TASK TO CARRY OUT. Rewrite the entries from the line with "target | large rear tire" through the last line of the entries, requests included, and add -108 to every coordinate in the answer points.

INFORMATION SUPPLIED.
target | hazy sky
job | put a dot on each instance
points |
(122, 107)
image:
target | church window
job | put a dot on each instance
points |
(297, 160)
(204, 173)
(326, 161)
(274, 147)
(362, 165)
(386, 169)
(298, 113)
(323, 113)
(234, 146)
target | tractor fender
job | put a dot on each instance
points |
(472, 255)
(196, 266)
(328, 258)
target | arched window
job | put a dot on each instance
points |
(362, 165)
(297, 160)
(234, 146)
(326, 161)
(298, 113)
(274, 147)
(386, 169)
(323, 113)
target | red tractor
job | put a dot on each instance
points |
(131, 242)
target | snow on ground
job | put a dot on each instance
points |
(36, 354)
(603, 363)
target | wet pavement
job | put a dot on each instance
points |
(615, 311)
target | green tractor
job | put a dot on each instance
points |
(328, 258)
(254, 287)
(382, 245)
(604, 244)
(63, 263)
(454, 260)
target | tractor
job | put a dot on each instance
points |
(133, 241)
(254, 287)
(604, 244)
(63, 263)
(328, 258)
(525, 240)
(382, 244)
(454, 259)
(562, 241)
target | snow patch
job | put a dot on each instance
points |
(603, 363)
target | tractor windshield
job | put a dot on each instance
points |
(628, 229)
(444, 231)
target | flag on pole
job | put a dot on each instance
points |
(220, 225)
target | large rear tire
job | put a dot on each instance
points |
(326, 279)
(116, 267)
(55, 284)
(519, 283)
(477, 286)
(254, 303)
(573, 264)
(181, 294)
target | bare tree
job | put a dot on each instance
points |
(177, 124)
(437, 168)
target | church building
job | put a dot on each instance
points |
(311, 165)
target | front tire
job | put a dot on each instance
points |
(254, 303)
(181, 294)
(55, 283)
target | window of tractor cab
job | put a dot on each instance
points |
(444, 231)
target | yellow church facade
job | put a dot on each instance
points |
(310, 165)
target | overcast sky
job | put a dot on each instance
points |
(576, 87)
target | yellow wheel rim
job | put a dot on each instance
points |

SOLUTION BELOW.
target | large rear tire
job | put a dot on each instance
points |
(218, 171)
(8, 159)
(-53, 176)
(411, 175)
(369, 178)
(146, 195)
(465, 156)
(73, 186)
target | bare tree
job | put a dot on each instance
points |
(69, 16)
(329, 60)
target | church building
job | put a dot on each instance
points |
(203, 57)
target | front tire
job | put a dot on each instance
points |
(146, 195)
(73, 186)
(-53, 175)
target | window of tractor cab
job | put a dot on each instance
points |
(336, 123)
target | yellow church facade
job | put a dot on each instance
points |
(202, 57)
target | overcast sky
job | put a dot on each instance
points |
(468, -21)
target | yellow wheel rim
job | put a dot on each instance
points |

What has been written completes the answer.